Exercise requirements
Say how many lines in the entries hold the string "below", giving the number by itself.

Source records:

────────────────────

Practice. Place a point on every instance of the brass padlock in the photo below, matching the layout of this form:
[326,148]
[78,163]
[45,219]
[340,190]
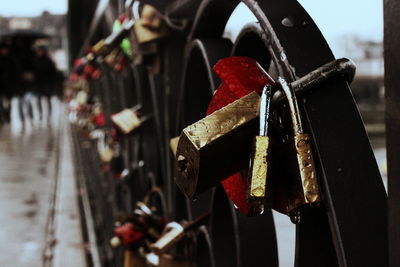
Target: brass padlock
[105,46]
[260,163]
[217,146]
[149,27]
[173,232]
[173,144]
[307,191]
[128,119]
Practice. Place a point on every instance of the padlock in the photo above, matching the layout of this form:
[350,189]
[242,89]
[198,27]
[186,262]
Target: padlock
[149,27]
[98,116]
[216,146]
[174,232]
[260,162]
[128,119]
[307,190]
[128,235]
[105,46]
[117,167]
[173,144]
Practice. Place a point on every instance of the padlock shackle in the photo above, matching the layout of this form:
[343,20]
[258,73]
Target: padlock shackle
[336,68]
[265,107]
[293,105]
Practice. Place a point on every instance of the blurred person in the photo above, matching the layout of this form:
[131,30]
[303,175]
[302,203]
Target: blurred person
[47,77]
[7,81]
[26,89]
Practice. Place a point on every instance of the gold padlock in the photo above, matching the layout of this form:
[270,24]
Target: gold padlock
[305,191]
[173,232]
[149,27]
[260,162]
[127,120]
[173,144]
[217,146]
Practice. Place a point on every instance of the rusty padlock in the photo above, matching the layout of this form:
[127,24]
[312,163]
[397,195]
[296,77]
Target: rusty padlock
[260,163]
[216,146]
[174,232]
[306,191]
[149,26]
[105,46]
[128,119]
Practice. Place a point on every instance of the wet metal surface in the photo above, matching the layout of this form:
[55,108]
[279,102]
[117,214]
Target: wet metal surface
[28,156]
[26,175]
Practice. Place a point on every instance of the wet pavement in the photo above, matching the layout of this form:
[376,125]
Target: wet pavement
[29,174]
[36,188]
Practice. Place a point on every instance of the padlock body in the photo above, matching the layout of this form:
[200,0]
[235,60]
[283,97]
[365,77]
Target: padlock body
[259,171]
[307,170]
[217,146]
[126,120]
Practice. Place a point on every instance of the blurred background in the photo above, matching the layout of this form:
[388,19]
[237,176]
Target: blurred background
[353,29]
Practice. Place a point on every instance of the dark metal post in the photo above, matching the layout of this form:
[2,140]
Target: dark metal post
[392,89]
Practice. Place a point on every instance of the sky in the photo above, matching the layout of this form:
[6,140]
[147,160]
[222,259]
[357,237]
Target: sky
[338,17]
[338,20]
[334,17]
[31,8]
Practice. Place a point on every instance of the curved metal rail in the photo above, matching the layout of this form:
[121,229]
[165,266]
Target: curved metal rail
[349,229]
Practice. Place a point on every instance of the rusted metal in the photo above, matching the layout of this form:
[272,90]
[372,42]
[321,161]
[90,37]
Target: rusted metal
[203,145]
[392,97]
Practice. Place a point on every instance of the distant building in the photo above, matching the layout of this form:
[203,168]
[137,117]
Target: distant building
[51,24]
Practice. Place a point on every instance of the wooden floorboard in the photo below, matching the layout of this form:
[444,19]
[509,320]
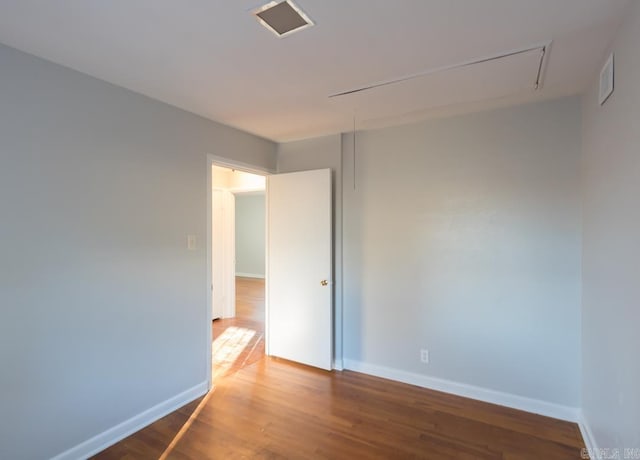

────────────────────

Task response
2